== Brano scelto ==

A chiarire una questione che riguarda centinaia di migliaia di cittadini, considerata anche la sempre maggiore diffusione dell’energia da fonti rinnovabili, la Cassazione, con l’ordinanza n. 1337/23 depositata il 17 gennaio 2023.

 

Una causa tra due condomini e il condominio per l’installazione di pannelli fotovoltaici

A proporre ricorso per Cassazione erano stati i proprietari dell’appartamento di un condominio di Milano dopo che sia il Tribunale, sia la Corte d’Appello meneghina, con sentenza del 2021, avevano respinto la loro azione di impugnazione della deliberazione assembleare dello stesso condominio, assunta nel 2018 e con la quale veniva espresso “voto contrario” ad approvare il progetto di installazione di dodici pannelli fotovoltaici su parte comune condominiale, comunicato dai due condomini all’amministratore.

Il Tribunale aveva affermato che “il deliberato oggetto di impugnativa da parte degli attori consiste nella mancata prestazione del consenso da parte dell’assemblea condominiale alla richiesta di autorizzazione per l’installazione di pannelli fotovoltaici sulla copertura comune condominiale”, sicché “un eventuale annullamento della delibera non produrrebbe alcun effetto positivo per gli attori”. E la Corte d’appello di Milano aveva a sua volta affermato che “nel caso di specie l’assemblea condominiale non ha vietato agli originari attori di effettuare l’installazione, ma si è limitata ad esprimere, alla luce dell’art. 1122 bis c.c., parere contrario al progetto in questione”, per il pregiudizio al pari uso della parte comune, invitando gli interessati a predisporre un progetto alternativo. Ai sensi dell’art. 1122 bis c.c., neppure ad avviso della sentenza impugnata risultava alcuna necessità di modificare le parti comuni, né quindi c’era facoltà per l’assemblea di prescrivere specifiche modalità esecutive. La deliberazione impugnata risultava quindi, secondo i giudici, “contraddistinta da caratteri di superfluità o comunque da valenza consultiva e non decisoria” e non vi era perciò alcun interesse ad agire in capo ai ricorrenti.

===

→ **Consegna**: Sapresti riprendere il brano sull'ordinanza della Cassazione sui pannelli fotovoltaici in condominio, continuandolo subito dopo la sua ultima frase?

== Materiale fornito ==

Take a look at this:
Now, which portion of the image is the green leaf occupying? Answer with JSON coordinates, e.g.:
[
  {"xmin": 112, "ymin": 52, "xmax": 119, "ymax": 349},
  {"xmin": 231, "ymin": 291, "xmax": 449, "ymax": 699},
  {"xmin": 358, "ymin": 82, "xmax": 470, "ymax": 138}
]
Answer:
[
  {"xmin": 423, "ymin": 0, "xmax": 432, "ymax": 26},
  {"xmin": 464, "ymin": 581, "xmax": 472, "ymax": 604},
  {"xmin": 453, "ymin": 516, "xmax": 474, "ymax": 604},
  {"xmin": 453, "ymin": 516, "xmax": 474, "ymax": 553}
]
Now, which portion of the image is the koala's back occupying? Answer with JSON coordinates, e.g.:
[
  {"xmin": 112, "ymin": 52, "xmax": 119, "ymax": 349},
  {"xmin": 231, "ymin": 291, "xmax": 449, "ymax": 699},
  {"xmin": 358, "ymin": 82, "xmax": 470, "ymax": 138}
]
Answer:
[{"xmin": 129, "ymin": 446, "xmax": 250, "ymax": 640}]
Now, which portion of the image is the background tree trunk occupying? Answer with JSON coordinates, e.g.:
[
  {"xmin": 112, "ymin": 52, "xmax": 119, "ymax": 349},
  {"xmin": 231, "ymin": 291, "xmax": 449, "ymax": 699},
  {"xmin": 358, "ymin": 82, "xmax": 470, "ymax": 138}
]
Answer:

===

→ **Risposta**:
I quali tuttavia hanno ritenuto di ricorrere anche per Cassazione, ribadendo che la loro impugnazione ex art. 1137 c.c. contestava all’assemblea di aver esercitato un potere non riconosciutele per legge (ossia, deliberare se autorizzare o meno l’installazione di un impianto fotovoltaico), con correlato interesse attuale e concreto ad agire per la declaratoria di nullità o di annullabilità della delibera. E nella circostanza i ricorrenti contestavano anche svariati “vizi” della delibera inerenti al quorum costitutivo, alla mancata indicazione dei millesimi dei condomini intervenuti ed alla verbalizzazione dell’allontanamento di alcuni.

Inoltre, i due residenti hanno lamentato la violazione dell’art. 1122 bis c.c., asserendo che la fattispecie in esame, ossia l’installazione di impianto fotovoltaico su parte comune condominiale, era disciplinata dall’art. 1122 bis comma 3 c.c. e non già dall’art.1122 bis comma 2 c.c. richiamato dal giudice di secondo grado. E ricordando come la norma preveda sì che “l’interessato ha diritto di procedere all’installazione dell’impianto fotovoltaico su parti comuni condominiali, ma che in tale evenienza ne deve dare comunicazione all’amministratore”, e tuttavia non prescriva in alcun modo che “l’assemblea possa esprimere parere contrario rispetto all’installazione”.

Per i ricorrenti, in buona sostanza, la delibera dell’assemblea esprimeva “un diniego” illegittimo, il che li aveva convinti che, prima di poter legittimamente esercitare il proprio diritto, e quindi disattendere una delibera e procedere all’installazione dell’impianto fotovoltaico, avessero la necessità di rimuovere l’ostacolo consistente nell’esistenza della delibera del 15 marzo 2018.

 

L’articolo 1122 bis c.c.

Ma per la Suprema Corte i motivi di ricorso sono inammissibili nel senso che, spiegano gli Ermellini, la delibera condominiale di diniego non ha alcuna valenza ai fini pratici e l’installazione dei pannelli fotovoltaici può avvenire comunque anche senza tale “avallo”.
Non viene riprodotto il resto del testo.